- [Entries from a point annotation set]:
══════════
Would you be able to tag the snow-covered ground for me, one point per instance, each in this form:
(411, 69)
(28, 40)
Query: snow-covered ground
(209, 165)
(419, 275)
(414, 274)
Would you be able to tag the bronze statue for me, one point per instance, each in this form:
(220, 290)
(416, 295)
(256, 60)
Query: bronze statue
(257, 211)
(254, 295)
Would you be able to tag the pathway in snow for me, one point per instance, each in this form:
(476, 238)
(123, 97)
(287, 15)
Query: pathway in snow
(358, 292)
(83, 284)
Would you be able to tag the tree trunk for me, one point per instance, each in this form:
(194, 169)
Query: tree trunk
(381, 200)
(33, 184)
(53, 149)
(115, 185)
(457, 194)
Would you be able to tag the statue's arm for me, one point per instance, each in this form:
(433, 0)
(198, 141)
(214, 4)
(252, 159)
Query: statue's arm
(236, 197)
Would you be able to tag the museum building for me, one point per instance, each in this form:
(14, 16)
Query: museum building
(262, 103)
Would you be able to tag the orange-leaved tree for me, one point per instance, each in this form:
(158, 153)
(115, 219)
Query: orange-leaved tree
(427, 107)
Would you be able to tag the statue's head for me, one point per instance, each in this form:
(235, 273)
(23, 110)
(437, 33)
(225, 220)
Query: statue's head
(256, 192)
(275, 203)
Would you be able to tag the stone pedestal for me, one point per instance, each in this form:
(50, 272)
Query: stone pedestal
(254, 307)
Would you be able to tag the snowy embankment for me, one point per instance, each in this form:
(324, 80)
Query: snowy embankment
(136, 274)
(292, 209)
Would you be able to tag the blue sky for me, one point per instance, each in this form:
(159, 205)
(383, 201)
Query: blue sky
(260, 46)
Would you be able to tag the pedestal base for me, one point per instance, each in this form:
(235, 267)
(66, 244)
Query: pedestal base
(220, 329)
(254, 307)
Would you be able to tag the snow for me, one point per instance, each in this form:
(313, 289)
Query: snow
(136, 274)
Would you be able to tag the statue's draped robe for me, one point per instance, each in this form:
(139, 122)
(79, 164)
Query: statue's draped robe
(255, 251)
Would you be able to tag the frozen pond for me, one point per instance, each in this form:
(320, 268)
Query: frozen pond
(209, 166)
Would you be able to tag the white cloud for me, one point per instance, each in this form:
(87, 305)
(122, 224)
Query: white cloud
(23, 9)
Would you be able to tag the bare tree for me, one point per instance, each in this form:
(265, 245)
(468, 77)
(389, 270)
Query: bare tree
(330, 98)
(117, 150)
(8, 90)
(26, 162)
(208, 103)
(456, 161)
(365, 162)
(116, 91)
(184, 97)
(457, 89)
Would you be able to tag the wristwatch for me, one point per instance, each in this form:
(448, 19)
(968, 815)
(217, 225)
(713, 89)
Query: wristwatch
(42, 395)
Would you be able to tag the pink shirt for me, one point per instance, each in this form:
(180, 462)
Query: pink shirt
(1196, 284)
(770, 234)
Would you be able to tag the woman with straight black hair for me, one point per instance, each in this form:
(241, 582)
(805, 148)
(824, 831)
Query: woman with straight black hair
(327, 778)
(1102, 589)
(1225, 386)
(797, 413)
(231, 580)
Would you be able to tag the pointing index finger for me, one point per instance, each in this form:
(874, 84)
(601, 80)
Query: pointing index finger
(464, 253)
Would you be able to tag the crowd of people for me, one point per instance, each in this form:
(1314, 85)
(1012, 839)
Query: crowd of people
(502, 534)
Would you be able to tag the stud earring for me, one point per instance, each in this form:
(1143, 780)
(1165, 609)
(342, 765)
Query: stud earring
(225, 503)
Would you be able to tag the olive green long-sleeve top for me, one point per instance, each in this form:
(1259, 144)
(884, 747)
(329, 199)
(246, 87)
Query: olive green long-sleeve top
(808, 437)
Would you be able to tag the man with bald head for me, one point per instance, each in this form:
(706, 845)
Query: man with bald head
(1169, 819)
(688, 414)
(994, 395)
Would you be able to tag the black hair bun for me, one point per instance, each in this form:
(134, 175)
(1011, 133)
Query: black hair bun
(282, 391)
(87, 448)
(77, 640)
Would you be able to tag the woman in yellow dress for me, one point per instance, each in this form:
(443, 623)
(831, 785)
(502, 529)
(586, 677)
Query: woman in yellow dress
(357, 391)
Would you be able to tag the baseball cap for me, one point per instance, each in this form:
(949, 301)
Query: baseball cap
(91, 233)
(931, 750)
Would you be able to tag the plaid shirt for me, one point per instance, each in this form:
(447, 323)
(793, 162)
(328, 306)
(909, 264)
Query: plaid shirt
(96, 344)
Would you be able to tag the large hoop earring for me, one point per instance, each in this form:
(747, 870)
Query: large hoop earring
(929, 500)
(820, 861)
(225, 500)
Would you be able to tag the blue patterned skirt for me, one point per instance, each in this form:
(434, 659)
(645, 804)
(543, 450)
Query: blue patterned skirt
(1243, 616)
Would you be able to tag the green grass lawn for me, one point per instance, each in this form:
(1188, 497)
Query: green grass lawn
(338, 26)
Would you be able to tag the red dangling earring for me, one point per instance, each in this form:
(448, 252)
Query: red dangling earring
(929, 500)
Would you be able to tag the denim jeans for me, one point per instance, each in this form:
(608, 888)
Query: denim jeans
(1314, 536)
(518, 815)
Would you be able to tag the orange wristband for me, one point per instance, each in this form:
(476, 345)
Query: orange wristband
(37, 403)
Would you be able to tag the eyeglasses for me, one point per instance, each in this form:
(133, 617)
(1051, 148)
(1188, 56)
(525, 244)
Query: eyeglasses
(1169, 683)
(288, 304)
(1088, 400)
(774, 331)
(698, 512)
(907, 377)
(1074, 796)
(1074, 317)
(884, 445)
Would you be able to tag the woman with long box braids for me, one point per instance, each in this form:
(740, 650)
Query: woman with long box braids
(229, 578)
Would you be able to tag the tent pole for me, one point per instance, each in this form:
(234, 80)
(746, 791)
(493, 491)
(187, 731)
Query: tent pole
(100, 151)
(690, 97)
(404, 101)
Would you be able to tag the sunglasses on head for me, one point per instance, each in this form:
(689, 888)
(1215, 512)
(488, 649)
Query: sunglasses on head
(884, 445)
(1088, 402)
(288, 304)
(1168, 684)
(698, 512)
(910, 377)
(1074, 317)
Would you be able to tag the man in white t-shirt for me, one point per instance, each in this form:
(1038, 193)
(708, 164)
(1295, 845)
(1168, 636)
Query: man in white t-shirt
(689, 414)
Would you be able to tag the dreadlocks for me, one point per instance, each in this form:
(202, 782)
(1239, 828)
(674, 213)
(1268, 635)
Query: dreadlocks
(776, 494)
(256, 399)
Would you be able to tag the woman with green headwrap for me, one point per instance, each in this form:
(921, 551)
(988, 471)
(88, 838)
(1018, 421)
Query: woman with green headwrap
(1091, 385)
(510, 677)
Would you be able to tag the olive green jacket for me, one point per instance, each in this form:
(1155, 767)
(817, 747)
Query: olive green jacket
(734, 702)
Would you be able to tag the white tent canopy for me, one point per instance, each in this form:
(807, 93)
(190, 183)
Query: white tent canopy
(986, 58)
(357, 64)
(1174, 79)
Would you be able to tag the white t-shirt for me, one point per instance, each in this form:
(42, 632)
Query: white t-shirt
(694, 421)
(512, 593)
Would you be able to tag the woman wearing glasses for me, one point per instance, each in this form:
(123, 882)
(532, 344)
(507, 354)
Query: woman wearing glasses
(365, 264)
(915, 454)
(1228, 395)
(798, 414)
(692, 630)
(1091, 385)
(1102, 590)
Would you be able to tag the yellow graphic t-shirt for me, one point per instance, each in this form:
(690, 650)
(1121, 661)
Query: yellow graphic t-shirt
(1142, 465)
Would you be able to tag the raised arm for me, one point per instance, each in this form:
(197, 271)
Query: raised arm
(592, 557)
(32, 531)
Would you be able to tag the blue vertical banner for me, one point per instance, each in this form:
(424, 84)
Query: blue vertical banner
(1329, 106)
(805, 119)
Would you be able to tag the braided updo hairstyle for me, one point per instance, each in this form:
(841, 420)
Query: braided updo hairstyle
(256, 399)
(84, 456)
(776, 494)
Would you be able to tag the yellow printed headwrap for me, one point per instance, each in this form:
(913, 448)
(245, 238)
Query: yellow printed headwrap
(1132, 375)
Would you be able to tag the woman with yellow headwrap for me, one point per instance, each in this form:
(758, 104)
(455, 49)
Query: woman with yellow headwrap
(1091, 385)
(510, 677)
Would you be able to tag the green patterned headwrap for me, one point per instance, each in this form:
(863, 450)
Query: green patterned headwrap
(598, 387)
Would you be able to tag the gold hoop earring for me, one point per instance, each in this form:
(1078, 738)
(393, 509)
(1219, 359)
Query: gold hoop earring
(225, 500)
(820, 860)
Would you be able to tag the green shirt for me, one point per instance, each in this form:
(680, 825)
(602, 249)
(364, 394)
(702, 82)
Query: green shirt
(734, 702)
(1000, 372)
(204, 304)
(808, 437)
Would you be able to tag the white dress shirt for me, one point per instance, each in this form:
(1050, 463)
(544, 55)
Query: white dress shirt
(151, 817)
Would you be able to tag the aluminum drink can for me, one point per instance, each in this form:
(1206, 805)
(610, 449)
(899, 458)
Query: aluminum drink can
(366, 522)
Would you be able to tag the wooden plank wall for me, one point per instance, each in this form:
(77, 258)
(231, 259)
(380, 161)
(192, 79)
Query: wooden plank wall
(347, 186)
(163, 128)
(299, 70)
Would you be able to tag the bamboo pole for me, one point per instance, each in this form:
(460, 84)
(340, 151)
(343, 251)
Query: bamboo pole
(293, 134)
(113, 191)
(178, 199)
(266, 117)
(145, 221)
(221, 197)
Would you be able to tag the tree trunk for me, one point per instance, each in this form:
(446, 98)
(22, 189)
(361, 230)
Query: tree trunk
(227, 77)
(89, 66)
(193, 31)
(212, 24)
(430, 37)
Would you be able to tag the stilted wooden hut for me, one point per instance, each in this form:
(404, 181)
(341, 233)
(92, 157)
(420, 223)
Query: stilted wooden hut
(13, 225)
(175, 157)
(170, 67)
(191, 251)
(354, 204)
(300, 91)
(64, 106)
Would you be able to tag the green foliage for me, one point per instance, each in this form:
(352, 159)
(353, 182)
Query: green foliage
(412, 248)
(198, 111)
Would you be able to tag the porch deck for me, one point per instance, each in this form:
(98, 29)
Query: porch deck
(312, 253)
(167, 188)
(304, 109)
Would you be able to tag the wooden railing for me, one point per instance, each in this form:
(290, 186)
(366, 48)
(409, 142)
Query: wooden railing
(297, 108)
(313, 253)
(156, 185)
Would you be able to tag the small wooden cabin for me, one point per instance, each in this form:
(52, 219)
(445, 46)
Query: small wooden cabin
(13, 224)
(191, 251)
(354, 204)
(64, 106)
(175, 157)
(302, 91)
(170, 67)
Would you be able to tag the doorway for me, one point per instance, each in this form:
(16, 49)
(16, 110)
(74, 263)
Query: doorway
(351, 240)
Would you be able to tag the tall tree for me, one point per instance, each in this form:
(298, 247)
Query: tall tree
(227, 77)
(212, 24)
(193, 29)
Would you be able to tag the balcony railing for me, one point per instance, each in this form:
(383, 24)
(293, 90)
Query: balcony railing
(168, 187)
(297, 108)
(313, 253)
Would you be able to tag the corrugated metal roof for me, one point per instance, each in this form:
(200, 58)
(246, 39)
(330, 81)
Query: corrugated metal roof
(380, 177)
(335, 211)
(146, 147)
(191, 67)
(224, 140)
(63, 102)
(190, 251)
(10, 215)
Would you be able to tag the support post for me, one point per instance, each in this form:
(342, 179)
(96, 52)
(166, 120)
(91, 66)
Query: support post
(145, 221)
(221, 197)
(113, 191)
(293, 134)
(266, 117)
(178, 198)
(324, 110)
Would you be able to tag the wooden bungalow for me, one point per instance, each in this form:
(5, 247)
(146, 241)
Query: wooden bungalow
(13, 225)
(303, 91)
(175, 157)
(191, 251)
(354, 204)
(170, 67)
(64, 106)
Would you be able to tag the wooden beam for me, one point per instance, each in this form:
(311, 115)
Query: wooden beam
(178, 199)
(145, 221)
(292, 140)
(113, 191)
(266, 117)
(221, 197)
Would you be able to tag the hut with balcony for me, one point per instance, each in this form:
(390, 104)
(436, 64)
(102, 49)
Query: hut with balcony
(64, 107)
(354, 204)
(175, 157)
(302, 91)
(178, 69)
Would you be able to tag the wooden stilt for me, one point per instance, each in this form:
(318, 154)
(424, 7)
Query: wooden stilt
══════════
- [Required task]:
The lines to quote run from the one containing "Would you be able to tag the corrugated" through the final line of the material above; please give them exactly, both ends included, and nothing else.

- [Response]:
Would you be able to tag the corrugated metal roof for me, one point per instance, each in this form:
(200, 58)
(246, 39)
(330, 81)
Query: corrugated metal roof
(380, 177)
(335, 211)
(146, 147)
(191, 67)
(224, 140)
(63, 102)
(190, 251)
(10, 215)
Would you be able to tag the support post for me, one point per instance, each in this form:
(342, 179)
(96, 52)
(166, 120)
(91, 66)
Query: support post
(145, 221)
(221, 197)
(113, 191)
(293, 134)
(266, 117)
(178, 198)
(324, 110)
Would you be able to tag the wooden bungalow for me, one point per instance, each in this form:
(5, 247)
(146, 241)
Query: wooden bungalow
(13, 225)
(303, 91)
(175, 157)
(191, 251)
(354, 204)
(170, 67)
(64, 106)
Would you be able to tag the wooden beam for me, one point per instance, each in this form:
(311, 115)
Query: wooden beam
(178, 199)
(145, 221)
(292, 140)
(113, 191)
(266, 117)
(221, 197)
Would you be able to tag the hut with balcony for me, one point per instance, each in this form:
(390, 104)
(436, 64)
(102, 49)
Query: hut with balcony
(64, 107)
(354, 204)
(175, 157)
(302, 91)
(178, 69)
Would you be able to tag the wooden stilt for me, one point per instance, each in this form:
(318, 154)
(424, 7)
Query: wooden stilt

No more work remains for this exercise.